--- READING PASSAGE ---
^^^^

It's not hard to clean.  The food is in dishes, so I just lift them up.  I read oak leaves are good for them and they eat them.  It's just sphagnam moss.  I can't imagine that this is bad for them.  Anyone else know anything about leaves and moss?  

I have chameleons, geckos, a bearded dragon and of course, lots and lots of spiders.  These I suppose can get fed dubias, but not hissers.  I was told hissers are too fatty and the shells are too hard.  Correct?


----------



## CopperInMyVeins

IguanaMama said:
			
		

> I have chameleons, geckos, a bearded dragon and of course, lots and lots of spiders.  These I suppose can get fed dubias, but not hissers.  I was told hissers are too fatty and the shells are too hard.  Correct?


Not to mention their defensive biting and kicking could seriously injure another animals because they're so strong.  When I fed one to my Tegu, it got destroyed, there were actually roach guts splattered all over the glass, because it had to bite it so hard to crush the shell, the lizards you mentioned are no Tegus though, I wouldn't use them for feeding at all.


----------



## xelda

IguanaMama said:
			
		

> It's not hard to clean.  The food is in dishes, so I just lift them up.  I read oak leaves are good for them and they eat them.  It's just sphagnam moss.  I can't imagine that this is bad for them.  Anyone else know anything about leaves and moss?


I'm a big fan of leaves and moss because it's more natural as a set-up and as a diet.  I think it's awesome you're doing naturalistic vivaria.  Your hisser set-up looks excellent.  It's got lots of places to hide for the females, and a nice little "mountain" for the alpha male to stand guard--which he is obviously scoping out in the lower left hand corner of your pic.  I think you're correct in suspecting that the furniture rearrangement is what stressed them all out.  Just give them time to settle down and they'll be fine.

As for using hissers as feeders, they do work.  Only the larger nymphs and adults have the hard shells, but the smaller nymphs are incredibly soft.  I couldn't tell you the number of times I've accidentally squished a nymph trying to pick it up.  They're THAT soft.

Reactions: Like 1


----------



## cacoseraph

xelda said:
			
		

> I'm a big fan of leaves and moss because it's more natural as a set-up and as a diet.  I think it's awesome you're doing naturalistic vivaria.  Your hisser set-up looks excellent.  It's got lots of places to hide for the females, and a nice little "mountain" for the alpha male to stand guard--which he is obviously scoping out in the lower left hand corner of your pic.  I think you're correct in suspecting that the furniture rearrangement is what stressed them all out.  Just give them time to settle down and they'll be fine.
> 
> As for using hissers as feeders, they do work.  Only the larger nymphs and adults have the hard shells, but the smaller nymphs are incredibly soft.  I couldn't tell you the number of times I've accidentally squished a nymph trying to pick it up.  They're THAT soft.

^^^^

--- STORED RECORDS ---

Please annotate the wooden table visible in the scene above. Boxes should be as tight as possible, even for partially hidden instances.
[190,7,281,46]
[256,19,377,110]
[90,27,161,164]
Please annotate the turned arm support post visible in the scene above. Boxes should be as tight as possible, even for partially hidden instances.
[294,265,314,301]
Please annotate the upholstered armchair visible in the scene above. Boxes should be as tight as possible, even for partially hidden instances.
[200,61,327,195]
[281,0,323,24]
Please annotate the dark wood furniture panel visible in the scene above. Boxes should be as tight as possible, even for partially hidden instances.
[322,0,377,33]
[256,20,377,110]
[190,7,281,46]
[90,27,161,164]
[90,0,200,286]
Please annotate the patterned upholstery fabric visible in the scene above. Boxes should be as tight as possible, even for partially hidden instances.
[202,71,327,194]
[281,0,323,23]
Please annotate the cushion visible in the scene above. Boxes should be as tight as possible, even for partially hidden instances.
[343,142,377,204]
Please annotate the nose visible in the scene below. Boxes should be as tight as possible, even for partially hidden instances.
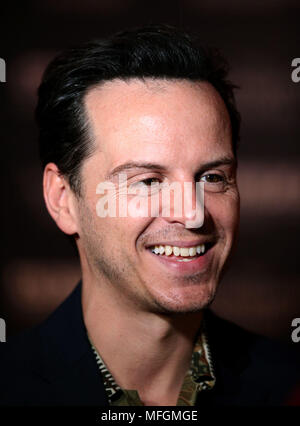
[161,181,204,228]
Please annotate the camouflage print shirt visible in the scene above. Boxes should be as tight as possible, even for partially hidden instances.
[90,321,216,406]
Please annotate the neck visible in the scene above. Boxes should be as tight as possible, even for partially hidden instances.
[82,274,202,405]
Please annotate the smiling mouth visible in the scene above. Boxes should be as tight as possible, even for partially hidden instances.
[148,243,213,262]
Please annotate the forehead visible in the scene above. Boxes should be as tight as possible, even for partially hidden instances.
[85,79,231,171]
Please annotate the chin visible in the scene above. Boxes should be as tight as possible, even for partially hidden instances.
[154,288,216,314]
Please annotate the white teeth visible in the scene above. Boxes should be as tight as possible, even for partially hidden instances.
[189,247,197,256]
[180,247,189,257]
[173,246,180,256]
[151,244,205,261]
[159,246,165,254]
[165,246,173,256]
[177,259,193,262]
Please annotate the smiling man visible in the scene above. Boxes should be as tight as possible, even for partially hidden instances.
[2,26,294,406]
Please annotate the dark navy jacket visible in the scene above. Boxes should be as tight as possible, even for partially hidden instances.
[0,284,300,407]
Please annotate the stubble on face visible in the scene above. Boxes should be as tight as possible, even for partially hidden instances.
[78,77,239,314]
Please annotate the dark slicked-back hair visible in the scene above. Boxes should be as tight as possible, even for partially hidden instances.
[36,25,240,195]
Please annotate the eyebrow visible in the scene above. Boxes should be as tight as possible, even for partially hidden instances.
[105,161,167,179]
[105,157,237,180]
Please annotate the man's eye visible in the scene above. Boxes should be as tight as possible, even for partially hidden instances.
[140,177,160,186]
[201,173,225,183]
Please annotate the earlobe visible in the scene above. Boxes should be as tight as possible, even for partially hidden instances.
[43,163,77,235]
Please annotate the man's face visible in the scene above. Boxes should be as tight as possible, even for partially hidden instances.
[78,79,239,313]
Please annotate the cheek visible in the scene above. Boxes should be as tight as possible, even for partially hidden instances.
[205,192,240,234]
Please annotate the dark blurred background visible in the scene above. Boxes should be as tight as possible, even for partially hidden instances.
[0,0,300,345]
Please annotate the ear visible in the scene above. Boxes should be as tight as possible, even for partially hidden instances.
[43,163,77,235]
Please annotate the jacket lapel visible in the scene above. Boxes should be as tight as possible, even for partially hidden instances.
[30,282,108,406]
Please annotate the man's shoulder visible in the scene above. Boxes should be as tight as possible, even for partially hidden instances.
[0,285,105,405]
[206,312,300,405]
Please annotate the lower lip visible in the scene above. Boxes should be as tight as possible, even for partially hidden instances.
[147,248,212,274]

^^^^

--- EXERCISE DETAILS ---
Rewrite the passage of the forum thread on hissing cockroaches from "## CopperInMyVeins" to "feeding at all.", swapping "roach guts" for "cockroach remains".

--- SOLUTION ---
## CopperInMyVeins

IguanaMama said:
			
		

> I have chameleons, geckos, a bearded dragon and of course, lots and lots of spiders.  These I suppose can get fed dubias, but not hissers.  I was told hissers are too fatty and the shells are too hard.  Correct?


Not to mention their defensive biting and kicking could seriously injure another animals because they're so strong.  When I fed one to my Tegu, it got destroyed, there were actually cockroach remains splattered all over the glass, because it had to bite it so hard to crush the shell, the lizards you mentioned are no Tegus though, I wouldn't use them for feeding at all.